In the records that follow, find each line with the word "trunk" and copy it.
──────────
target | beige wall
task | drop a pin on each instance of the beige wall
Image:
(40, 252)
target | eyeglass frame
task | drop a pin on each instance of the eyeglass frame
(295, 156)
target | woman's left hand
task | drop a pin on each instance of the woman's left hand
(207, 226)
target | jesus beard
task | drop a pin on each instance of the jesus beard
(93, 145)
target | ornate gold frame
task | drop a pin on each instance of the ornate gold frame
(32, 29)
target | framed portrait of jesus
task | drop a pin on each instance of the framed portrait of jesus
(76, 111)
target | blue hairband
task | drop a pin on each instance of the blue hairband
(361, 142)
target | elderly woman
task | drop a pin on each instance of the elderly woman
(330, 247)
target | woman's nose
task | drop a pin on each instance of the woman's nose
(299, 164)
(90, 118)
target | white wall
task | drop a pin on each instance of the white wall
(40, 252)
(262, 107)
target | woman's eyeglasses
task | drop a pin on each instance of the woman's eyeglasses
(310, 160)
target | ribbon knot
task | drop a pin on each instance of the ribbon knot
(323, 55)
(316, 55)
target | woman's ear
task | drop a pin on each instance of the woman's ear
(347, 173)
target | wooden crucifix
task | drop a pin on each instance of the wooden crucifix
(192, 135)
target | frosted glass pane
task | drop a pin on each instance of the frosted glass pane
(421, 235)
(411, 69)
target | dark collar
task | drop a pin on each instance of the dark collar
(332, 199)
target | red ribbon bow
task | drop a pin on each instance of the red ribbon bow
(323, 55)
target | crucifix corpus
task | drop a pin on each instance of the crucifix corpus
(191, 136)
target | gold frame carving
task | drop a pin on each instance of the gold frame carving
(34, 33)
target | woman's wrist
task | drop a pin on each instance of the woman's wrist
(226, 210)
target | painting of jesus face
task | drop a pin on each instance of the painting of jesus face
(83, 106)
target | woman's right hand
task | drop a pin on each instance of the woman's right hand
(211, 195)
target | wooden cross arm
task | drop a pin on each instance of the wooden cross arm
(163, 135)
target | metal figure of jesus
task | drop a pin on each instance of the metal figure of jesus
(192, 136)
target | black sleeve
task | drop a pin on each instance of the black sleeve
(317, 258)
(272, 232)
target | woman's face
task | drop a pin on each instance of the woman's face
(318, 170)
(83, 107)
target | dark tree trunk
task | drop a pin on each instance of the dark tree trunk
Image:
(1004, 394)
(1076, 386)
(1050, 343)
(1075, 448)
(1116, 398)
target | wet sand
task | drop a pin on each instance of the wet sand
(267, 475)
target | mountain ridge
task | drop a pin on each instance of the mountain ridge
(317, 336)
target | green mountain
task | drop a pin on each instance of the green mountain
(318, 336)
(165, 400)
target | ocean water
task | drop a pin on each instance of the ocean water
──────────
▶ Response below:
target | dark tree trunk
task | drop a pin on each instance of the dark tree trunk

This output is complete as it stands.